■ Aim: Collect each line in the data below that contains the word "wall", and copy those lines out in full.
+--
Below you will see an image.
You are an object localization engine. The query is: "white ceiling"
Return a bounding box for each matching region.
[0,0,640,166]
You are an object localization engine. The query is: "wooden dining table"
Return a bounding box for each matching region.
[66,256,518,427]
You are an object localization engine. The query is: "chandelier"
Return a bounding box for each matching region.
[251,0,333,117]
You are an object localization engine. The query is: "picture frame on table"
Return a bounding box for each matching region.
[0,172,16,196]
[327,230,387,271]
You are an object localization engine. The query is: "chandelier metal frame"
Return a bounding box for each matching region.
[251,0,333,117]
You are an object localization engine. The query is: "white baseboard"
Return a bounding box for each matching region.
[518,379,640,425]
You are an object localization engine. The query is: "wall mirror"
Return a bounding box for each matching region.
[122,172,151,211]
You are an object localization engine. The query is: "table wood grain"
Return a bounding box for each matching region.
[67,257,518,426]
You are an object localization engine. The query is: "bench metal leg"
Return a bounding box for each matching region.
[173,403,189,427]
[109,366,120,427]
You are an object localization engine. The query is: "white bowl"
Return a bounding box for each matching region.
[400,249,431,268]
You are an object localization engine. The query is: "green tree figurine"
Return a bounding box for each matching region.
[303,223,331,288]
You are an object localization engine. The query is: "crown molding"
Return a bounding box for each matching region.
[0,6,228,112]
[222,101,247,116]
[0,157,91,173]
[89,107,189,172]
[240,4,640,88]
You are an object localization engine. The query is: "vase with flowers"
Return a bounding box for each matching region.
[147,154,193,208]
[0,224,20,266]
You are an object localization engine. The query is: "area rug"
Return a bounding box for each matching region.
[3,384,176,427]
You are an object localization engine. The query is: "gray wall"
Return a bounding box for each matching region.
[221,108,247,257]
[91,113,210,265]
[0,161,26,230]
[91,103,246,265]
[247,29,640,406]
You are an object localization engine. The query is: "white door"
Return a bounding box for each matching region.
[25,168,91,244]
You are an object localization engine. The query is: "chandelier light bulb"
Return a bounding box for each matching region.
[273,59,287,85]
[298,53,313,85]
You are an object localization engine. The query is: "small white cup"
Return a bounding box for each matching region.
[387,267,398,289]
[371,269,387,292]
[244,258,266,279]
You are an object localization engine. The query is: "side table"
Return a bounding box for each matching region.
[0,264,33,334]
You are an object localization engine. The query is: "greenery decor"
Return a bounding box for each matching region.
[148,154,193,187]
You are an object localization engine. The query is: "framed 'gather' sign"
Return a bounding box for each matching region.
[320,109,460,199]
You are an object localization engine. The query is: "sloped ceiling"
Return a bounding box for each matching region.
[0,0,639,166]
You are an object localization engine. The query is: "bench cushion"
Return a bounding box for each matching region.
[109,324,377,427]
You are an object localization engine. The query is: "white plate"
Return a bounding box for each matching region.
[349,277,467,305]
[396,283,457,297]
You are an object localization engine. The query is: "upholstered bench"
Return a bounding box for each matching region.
+--
■ Result of this task:
You are an object localization engine. The query is: "wall mirror"
You are an object localization engine. The query is: "gray wall"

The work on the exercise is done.